----- Extracted entries -----

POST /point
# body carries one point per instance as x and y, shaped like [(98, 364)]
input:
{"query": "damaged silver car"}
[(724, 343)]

-----
----- Extracted entries -----

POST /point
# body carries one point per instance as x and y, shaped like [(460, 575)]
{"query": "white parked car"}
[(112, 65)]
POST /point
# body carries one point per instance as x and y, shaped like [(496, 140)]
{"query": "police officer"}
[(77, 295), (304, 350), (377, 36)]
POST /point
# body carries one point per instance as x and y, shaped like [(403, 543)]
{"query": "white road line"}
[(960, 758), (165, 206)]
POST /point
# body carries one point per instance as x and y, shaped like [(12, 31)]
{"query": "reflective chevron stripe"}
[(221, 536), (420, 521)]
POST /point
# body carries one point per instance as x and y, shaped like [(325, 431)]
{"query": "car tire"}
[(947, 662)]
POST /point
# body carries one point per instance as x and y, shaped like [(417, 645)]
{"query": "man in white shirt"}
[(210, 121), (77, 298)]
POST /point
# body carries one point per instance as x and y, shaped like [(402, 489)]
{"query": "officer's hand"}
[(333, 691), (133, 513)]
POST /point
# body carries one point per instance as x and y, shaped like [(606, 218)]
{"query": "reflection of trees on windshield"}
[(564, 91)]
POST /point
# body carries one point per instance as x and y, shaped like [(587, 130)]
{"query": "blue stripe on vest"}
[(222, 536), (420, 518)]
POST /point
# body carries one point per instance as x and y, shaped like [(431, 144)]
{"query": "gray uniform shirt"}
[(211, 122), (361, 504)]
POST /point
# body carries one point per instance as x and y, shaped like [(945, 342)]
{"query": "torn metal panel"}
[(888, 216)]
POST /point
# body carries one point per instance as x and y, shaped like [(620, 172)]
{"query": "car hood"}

-----

Every line from the line containing "like [(325, 431)]" through the line containing "like [(587, 130)]" in the records above must be retyped exactly. Leave out the rest.

Solution to this exercise:
# body carries one point per instance as x and y, shaped like [(325, 431)]
{"query": "car tire"}
[(947, 662)]
POST /point
# body carries one point per instance as x and y, shaped like [(417, 645)]
{"query": "man in white shirt"}
[(210, 121), (77, 298)]
POST /point
# body carries one point per instance as x and y, shaped like [(402, 489)]
{"query": "officer's hand"}
[(333, 691), (133, 513)]
POST /point
# body carries one point per instance as x and y, shaped like [(606, 218)]
{"query": "reflection of trees on windshield"}
[(564, 91)]
POST /point
# body carries one point per instance as x and y, shaped like [(587, 130)]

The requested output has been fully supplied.